- **Input for this task**
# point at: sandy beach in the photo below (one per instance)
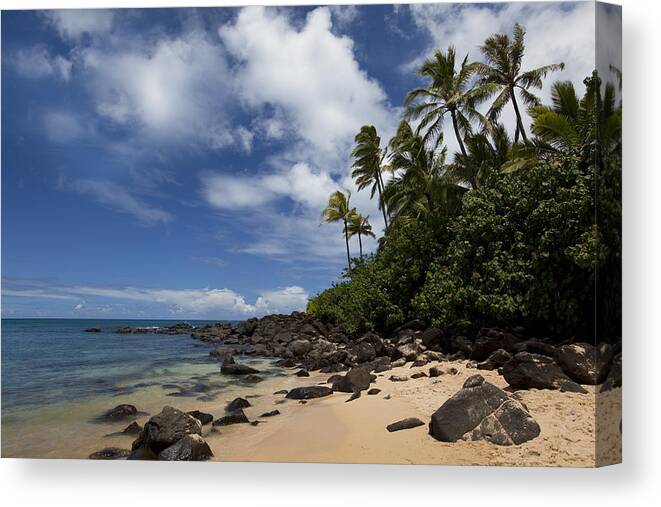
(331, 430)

==

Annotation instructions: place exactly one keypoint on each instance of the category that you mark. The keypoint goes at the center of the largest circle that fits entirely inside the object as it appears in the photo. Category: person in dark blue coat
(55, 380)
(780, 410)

- **The request**
Show each line in the entries above that contains the word "instance". Case counts.

- **Correct answer**
# point at: sandy beach in the photo below (one per instance)
Annotation instructions: place exactly one keypoint on each instance of the category that you mark. The keypoint goes at the center of the largest circle that fits entirely inside the object as it appears in the photo. Category: person in dark blue coat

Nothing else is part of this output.